• [READING TEXT]:

Google previously showed you could get the fullsized 540b-parameter PaLM-1 model down to "a low-batch-size latency of 29ms per token during generation (with int8 weight quantization)" https://arxiv.org/abs/2211.05102#google . How many tokens per 1000ms do humans speak? I'm guessing fewer than 34. The real question is who wants to pay for it.

Kinrany 1092 days ago

I wonder if it can translate from English into English Spoken By Five Year Old

zb3 1092 days ago

Hey Google, what about finally giving me the access to MusicLM?

famouswaffles 1092 days ago

You can use MusicLM on google's ai test kitchen

zb3 1092 days ago

I can't as I was not granted access to that (I filled the form).

villgax 1091 days ago

What a joke, 8Billion parameters to gain 1 percent compared to 1.5B of largest Whisper model

ChatGTP 1092 days ago

I can't wait till everyone is using this and we have absolutely zero idea whether or not it's actually translating things correctly or using it's own interpretations of things, going to be...awesomeeeeeeeee!

famouswaffles 1092 days ago

Sota Bi/Multilingual LLMs with good enough representation of the languages (takes much less data than you'd think) are human level translators. Hallucinations on tasks like Summaries, translations etc are near non-existent.

ChatGTP 1092 days ago

Thank you for reminding me that it's going to be, awesommeeee.

Curious, do you speak more than one language?

Edit: I just had a look at your comment history, do you realize you're like, incredibly pro LLM? Do you just scour HN looking for LLM articles and comment on them in a positive way? Not having a poke it's just interesting how keen you are.

famouswaffles 1092 days ago

Yes. And although it's not the language I'm familiar with, I tested GPT and GLM-130b on Mandarin also.

hfhdjdks 1092 days ago

Are you american by any chance?

Over here people speak multiple languages. I doubt we'll run out of people that speak multiple languages just because there's a language model that can do great translations.

famouswaffles 1091 days ago

Your comment history is fairly LLM skeptic. I'm not sure what that has to do with anything. The only difference in this instance is that I've actually tested GPT-4 on translations while you haven't.

If you're going to rag on a product's capabilities on x, you'd think the least you could do is use it for x first.

ChatGTP 1091 days ago

How on earth do you know people have or haven’t done?

Are you spying on everyone ?

• [EXERCISE DATA]:

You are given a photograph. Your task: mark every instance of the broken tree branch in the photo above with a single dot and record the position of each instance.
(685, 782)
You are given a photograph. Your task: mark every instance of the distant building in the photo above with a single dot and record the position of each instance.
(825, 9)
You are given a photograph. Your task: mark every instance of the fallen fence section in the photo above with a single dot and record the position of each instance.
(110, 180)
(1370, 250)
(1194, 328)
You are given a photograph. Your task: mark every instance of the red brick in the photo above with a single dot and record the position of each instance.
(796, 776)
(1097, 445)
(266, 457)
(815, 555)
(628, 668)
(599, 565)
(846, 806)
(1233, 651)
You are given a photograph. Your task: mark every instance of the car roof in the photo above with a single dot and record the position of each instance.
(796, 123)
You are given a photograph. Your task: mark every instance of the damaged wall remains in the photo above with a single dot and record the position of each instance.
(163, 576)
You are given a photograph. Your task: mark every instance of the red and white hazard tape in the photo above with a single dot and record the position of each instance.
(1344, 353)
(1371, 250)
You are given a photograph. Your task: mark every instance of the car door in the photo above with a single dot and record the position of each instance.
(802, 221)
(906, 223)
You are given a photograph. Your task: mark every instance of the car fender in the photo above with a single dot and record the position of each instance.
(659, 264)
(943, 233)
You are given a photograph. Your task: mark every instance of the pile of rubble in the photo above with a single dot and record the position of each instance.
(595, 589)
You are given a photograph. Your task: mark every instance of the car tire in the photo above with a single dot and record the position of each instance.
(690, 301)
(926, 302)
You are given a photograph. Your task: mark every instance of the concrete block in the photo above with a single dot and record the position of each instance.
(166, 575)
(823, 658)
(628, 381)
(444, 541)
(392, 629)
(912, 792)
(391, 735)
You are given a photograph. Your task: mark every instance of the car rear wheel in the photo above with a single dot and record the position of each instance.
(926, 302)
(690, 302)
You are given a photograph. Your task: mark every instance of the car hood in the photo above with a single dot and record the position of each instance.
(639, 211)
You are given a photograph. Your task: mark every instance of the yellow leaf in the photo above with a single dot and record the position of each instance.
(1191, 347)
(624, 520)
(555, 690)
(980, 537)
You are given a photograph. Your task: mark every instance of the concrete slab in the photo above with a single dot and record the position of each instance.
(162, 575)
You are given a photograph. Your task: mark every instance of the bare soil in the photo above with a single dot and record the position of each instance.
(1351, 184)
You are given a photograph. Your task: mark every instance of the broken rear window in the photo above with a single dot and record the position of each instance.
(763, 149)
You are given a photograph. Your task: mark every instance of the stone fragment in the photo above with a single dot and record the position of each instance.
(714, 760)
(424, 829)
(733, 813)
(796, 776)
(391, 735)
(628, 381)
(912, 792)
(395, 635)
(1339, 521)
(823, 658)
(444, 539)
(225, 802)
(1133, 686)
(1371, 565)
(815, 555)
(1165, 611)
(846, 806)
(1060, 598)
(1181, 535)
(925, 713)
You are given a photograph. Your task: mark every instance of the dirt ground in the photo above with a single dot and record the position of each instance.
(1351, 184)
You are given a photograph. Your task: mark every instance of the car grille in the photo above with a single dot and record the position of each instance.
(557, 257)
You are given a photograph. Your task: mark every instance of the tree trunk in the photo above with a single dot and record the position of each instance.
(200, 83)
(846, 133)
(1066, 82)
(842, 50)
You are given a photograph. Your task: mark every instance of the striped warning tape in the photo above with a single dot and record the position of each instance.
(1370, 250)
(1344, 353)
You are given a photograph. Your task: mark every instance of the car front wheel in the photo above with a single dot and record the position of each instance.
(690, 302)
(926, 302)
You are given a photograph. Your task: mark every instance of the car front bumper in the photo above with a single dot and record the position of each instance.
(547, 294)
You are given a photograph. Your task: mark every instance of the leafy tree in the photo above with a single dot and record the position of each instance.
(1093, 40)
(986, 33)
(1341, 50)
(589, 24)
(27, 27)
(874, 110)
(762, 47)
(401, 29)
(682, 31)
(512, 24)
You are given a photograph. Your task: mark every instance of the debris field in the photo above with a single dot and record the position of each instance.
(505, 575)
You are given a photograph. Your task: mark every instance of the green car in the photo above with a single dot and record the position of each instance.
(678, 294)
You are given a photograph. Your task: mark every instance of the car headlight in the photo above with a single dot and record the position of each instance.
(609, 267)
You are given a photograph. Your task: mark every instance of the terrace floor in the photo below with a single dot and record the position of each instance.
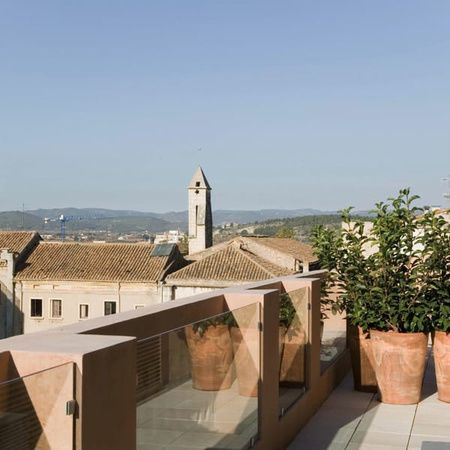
(356, 420)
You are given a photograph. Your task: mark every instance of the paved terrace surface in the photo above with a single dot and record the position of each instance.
(356, 420)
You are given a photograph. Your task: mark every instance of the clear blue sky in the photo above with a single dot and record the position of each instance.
(294, 104)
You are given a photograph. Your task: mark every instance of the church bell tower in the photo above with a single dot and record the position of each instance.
(200, 214)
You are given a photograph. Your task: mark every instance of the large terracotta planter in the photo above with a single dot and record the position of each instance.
(211, 358)
(246, 359)
(360, 346)
(399, 362)
(441, 351)
(292, 367)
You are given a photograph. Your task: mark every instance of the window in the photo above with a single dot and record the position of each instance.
(56, 309)
(110, 308)
(36, 307)
(84, 311)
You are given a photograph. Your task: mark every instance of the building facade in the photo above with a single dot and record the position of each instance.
(63, 283)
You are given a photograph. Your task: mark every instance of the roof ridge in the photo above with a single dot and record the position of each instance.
(246, 253)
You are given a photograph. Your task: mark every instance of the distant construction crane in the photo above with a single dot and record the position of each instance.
(447, 194)
(63, 219)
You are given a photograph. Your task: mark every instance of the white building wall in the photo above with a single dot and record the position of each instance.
(126, 295)
(7, 263)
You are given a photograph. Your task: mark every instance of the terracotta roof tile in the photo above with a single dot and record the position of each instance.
(230, 264)
(93, 262)
(292, 247)
(16, 241)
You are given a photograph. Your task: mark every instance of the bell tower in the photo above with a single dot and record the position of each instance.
(200, 214)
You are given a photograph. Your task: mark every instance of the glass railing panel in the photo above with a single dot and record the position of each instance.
(34, 410)
(293, 347)
(197, 386)
(333, 335)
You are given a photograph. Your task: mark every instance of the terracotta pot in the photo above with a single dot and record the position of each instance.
(360, 346)
(211, 358)
(292, 369)
(441, 351)
(399, 361)
(246, 359)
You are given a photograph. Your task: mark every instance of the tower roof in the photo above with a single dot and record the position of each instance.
(199, 180)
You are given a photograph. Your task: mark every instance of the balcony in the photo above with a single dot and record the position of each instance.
(143, 379)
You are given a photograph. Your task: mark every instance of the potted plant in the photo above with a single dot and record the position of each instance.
(395, 311)
(435, 289)
(211, 353)
(346, 287)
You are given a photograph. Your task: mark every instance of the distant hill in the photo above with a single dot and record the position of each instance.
(123, 221)
(16, 220)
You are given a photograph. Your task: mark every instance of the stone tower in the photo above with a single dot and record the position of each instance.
(200, 214)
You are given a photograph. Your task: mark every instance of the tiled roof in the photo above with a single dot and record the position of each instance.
(292, 247)
(17, 241)
(230, 264)
(93, 262)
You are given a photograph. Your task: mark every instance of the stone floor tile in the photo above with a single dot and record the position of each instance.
(380, 438)
(424, 442)
(156, 437)
(205, 440)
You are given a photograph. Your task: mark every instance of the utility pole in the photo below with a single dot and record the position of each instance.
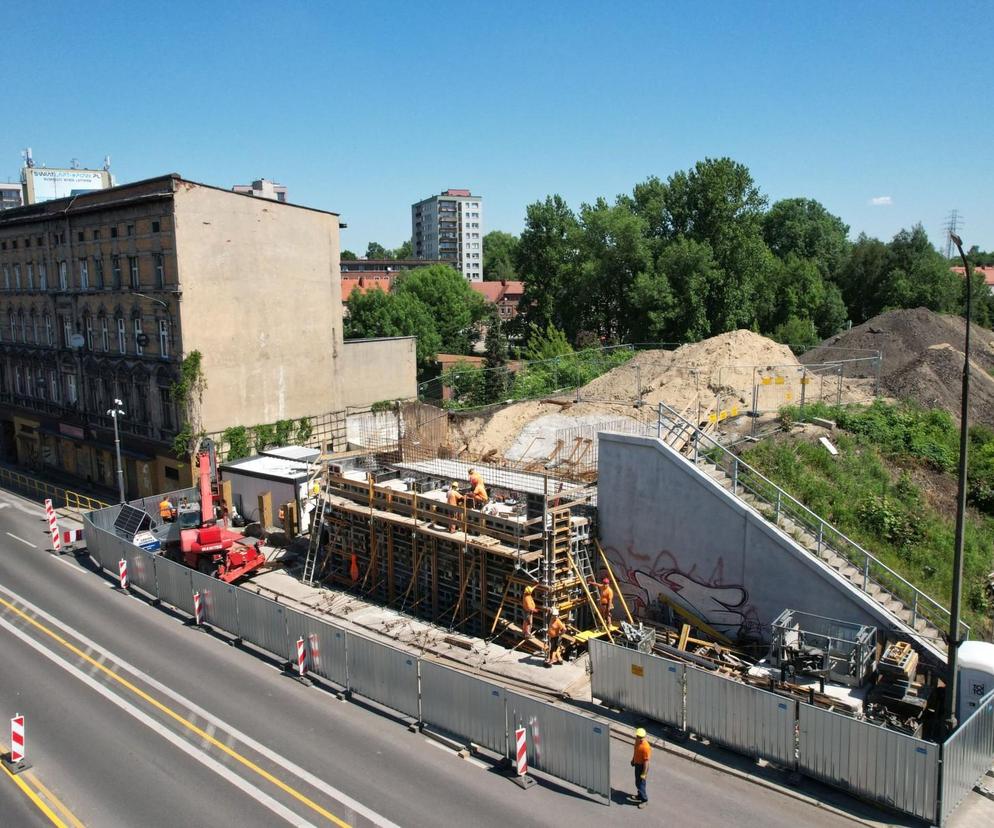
(952, 679)
(114, 413)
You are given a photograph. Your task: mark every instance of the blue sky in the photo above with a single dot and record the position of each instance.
(364, 108)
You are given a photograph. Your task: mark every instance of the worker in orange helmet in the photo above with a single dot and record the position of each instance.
(453, 498)
(555, 632)
(607, 600)
(528, 609)
(640, 761)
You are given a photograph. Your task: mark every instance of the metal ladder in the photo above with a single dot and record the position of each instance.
(314, 542)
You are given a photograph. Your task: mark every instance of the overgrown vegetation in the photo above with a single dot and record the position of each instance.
(885, 488)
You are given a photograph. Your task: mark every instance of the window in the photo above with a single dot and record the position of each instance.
(164, 338)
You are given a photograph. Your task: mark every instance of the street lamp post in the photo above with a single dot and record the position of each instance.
(114, 413)
(952, 680)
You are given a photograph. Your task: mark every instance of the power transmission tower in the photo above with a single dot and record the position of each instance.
(953, 222)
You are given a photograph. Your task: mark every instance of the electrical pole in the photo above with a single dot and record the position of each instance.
(952, 679)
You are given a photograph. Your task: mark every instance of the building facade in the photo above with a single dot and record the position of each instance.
(102, 296)
(449, 227)
(262, 188)
(11, 196)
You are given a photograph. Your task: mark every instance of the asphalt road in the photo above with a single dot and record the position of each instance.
(136, 719)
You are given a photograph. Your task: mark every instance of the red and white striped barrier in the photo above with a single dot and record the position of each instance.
(521, 752)
(53, 525)
(301, 657)
(17, 747)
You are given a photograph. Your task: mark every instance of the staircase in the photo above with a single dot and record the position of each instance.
(917, 611)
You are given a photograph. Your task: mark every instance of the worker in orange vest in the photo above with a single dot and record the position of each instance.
(528, 609)
(555, 632)
(640, 761)
(453, 498)
(607, 600)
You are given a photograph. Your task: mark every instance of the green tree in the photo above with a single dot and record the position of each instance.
(496, 378)
(802, 227)
(378, 313)
(546, 260)
(449, 300)
(499, 250)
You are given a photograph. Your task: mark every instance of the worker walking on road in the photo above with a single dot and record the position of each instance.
(453, 498)
(640, 761)
(528, 608)
(607, 601)
(555, 632)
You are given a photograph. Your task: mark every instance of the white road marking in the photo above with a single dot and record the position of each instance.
(26, 543)
(305, 775)
(129, 708)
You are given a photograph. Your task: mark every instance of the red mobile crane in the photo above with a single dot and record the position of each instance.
(206, 542)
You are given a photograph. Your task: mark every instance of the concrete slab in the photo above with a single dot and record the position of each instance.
(421, 637)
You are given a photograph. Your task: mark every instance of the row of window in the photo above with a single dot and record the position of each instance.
(12, 274)
(28, 328)
(96, 234)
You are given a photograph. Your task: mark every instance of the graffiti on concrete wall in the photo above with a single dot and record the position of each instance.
(725, 606)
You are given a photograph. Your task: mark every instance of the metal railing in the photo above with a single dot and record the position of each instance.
(60, 497)
(778, 505)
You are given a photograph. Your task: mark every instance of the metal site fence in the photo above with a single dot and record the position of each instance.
(564, 744)
(915, 776)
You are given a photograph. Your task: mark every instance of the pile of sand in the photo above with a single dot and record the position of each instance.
(922, 359)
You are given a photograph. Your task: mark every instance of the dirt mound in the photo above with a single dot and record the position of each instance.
(922, 358)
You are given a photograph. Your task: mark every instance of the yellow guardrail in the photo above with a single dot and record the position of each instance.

• [DIRECTIONS]:
a: In the forum thread, why does zb3 say MusicLM can't be used through Google's AI Test Kitchen?
b: Carry on with the forum thread from its final comment, keeping its format.

• [RESPONSES FOR EACH TASK]:
a: zb3 was not granted access to it, even after filling out the form.

b:
famouswaffles 1091 days ago

It's obvious you haven't lol. Your comment reads like someone who hasn't and you never bothered saying you had but just didn't agree on the issue of uality. Even now, your defense isn't "but i have", it's "how do you know i haven't ?", a tell tell sign of someone who actually hasn't bothered.

blovescoffee 1092 days ago

I share the same sentiment as the original commenter and I speak more than one language. Why do you ask?

ChatGTP 1092 days ago

Because virtually everyone tests these things with two languages they're familiar with, else you couldn't really verify if it was correct or not. For languages you're not familiar with, you don't have the "mental mode" to talk using a translator, that is there is more to this than just "talking", there is cultural norms, local dialects, slangs etc which are to be respected when learning and speaking languages with native speakers. When a person who speaks English and Italian tests these things. They know what they're in for an compensate a bit.

Google translate screws up for me really, really hard sometimes when I'm speaking Korean but I'm already a pretty strong speaker, native so I know how to work with the screw ups...and laugh about the really bad ones. I'm not going to go into a meeting and blast off with an auto-translator without understanding what I'm saying or have someone to make sure I'm saying the right thing by talking with them first.

I personally wouldn't feel comfortable using something like this for anything of real significance, a really good translator can ensure the message gets delivered.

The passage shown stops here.